Given passage:
--- begin ---
Awesome

Forest Structural Complexity Tool

Created by Sean Krisanski

Purpose of this tool

This tool was written for the purpose of allowing plot scale measurements to be extracted automatically from most high-resolution forest point clouds from a variety of sensor sources. Such sensor types it works on include Terrestrial Laser Scanning (TLS), Mobile Laser Scanning (MLS), Terrestrial Photogrammetry, Above and below-canopy UAS Photogrammetry or similar. Very high resolution Aerial Laser Scanning (ALS) is typically on the borderline of what the segmentation tool is capable of handling at this time. If a dataset is too low resolution, the segmentation model will likely label the stems as vegetation points instead.

There are also some instances where the segmentation model has not seen appropriate training data for the point cloud. This may be improved in future versions, as it should be easily fixed with additional training data.

A video showing the outputs of the tool is provided here: https://youtu.be/rej5Bu57AqM

Installation

You will need to install all packages in the requirements.txt file.

If using Anaconda, create a clean environment and activate it. In Anaconda Prompt, type the following (replacing the path to FSCT and your desired environment name as needed):

cd PATH_TO_FSCT-MAIN_DIRECTORY
conda create --name YOUR_ENVIRONMENT_NAME_HERE python==3.9
conda activate YOUR_ENVIRONMENT_NAME_HERE
conda install pip
pip install -r requirements.txt

This should hopefully install all required packages for you. These are the instructions for Windows 10 and Linux. I have not tested this on Mac. If someone with a Mac tests this and it works (or doesn't), please let me know!

If you have any difficulties or find any bugs, please get in touch and I will try to help you get it going. Suggestions for improvements are greatly appreciated.

If you do not have an Nvidia GPU, please set the use_CPU_only setting in run.py to True.

How to use

Open the "run.py" file and set num_procs and batch_size appropriately for your computer hardware. Adjust the parameters if needed or leave them as they are.

Run the "run.py" file. This will ask you to select 1 or multiple ".las" files. If all goes well, you will have a new directory in the same location as the ".las" file/s you selected and once complete, this will contain the following outputs.

Start with small plots containing at least some trees. The tree measurement code will currently cause an error if it finds no trees in the point cloud.

FSCT Outputs

Plot_Report.html and Plot_Report.md A summary of the information extracted. Nicer to look at than the processing report, but still a bit ugly in Version 1. Future versions may make this a bit nicer/add data tables/etc.
--- end ---
Dataset extract:
--- begin ---
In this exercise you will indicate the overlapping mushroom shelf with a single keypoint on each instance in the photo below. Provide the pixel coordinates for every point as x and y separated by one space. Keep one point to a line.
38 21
--- end ---
List of tasks:
[a] Return the passage of the Forest Structural Complexity Tool page starting at "cd PATH_TO_FSCT-MAIN_DIRECTORY" and ending at "let me know!".
[b] Does each statement agree with the Forest Structural Complexity Tool page? Answer yes or no for each, quoting the deciding words from the page.
(i) The installation instructions given are for Windows 10 and Linux.
(ii) The author has tested the installation on Mac.
(iii) Users without an Nvidia GPU should set use_CPU_only in run.py to False.
[c] According to the Forest Structural Complexity Tool page, what will the segmentation model likely do if a dataset is too low resolution?
The material has no connection to the Forest Structural Complexity Tool page.

Answers:
[a]
cd PATH_TO_FSCT-MAIN_DIRECTORY
conda create --name YOUR_ENVIRONMENT_NAME_HERE python==3.9
conda activate YOUR_ENVIRONMENT_NAME_HERE
conda install pip
pip install -r requirements.txt

This should hopefully install all required packages for you. These are the instructions for Windows 10 and Linux. I have not tested this on Mac. If someone with a Mac tests this and it works (or doesn't), please let me know!

[b]
(i) Yes: "These are the instructions for Windows 10 and Linux."
(ii) No: "I have not tested this on Mac."
(iii) No: "please set the use_CPU_only setting in run.py to True."

[c] It will likely label the stems as vegetation points.